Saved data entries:

^^^^^^^^

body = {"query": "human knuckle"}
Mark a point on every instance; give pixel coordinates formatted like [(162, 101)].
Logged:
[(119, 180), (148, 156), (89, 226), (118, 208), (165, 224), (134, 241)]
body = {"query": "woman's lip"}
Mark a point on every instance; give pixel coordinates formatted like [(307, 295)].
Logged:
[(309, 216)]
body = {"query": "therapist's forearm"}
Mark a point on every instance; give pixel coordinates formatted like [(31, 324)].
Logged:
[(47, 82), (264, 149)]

^^^^^^^^

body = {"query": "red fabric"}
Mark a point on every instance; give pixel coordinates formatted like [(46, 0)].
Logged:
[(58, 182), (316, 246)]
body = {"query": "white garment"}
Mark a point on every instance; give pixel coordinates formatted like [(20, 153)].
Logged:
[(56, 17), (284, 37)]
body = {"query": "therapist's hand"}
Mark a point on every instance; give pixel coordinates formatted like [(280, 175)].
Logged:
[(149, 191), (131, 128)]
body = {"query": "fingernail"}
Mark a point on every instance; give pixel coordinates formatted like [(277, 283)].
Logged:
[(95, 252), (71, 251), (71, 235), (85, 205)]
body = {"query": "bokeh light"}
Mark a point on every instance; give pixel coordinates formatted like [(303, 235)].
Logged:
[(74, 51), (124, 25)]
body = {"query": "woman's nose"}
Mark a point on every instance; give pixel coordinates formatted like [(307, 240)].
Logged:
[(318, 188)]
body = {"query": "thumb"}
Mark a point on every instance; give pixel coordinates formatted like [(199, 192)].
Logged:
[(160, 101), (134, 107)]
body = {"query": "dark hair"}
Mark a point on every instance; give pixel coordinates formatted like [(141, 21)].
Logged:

^^^^^^^^

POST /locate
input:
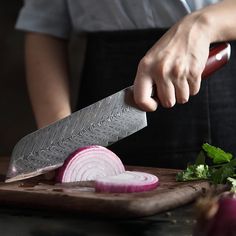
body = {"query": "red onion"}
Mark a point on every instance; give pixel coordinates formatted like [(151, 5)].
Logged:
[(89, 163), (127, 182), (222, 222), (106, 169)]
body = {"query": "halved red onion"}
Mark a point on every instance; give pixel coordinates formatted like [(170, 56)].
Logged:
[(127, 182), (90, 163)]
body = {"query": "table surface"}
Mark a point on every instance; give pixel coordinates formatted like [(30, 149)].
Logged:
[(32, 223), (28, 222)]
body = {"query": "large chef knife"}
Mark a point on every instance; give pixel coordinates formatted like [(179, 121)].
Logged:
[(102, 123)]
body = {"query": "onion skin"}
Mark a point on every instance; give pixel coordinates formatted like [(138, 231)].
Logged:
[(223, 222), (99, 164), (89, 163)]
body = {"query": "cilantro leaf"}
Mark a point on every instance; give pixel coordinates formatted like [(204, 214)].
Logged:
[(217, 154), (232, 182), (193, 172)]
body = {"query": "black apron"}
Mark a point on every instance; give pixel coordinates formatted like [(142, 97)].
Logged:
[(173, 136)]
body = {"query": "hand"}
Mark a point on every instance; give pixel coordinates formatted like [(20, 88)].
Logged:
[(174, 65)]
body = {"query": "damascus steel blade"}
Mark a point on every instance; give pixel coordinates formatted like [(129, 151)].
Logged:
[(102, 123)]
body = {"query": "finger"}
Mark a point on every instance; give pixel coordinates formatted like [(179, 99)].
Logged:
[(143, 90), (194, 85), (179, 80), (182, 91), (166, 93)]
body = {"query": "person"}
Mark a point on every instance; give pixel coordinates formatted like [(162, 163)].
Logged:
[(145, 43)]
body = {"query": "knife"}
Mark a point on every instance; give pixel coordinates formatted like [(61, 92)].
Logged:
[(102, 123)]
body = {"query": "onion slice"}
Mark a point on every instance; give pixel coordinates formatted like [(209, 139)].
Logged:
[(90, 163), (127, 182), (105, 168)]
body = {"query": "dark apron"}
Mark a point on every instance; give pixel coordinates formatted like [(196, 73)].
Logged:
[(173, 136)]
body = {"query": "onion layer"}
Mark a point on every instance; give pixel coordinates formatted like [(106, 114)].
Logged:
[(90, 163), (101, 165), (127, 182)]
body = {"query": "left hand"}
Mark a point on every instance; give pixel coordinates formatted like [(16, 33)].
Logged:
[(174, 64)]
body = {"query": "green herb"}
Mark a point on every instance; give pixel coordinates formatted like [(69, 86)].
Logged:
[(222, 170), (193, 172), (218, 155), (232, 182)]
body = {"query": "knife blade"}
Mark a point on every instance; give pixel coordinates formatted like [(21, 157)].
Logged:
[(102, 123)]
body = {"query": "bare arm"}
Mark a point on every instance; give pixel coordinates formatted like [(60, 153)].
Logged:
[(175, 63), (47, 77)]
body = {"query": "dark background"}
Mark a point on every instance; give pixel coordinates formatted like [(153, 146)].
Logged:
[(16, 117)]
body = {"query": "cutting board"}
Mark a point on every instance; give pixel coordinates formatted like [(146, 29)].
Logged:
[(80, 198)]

^^^^^^^^

PROBLEM DETAILS —
Copy out each line in the records above that contains the string "onion". Treat the match as case-sensitive.

EXPECTED OUTPUT —
body = {"query": "red onion"}
body = {"query": "halved red onion"}
body = {"query": "onion skin"}
body = {"query": "onion slice"}
body = {"query": "onion layer"}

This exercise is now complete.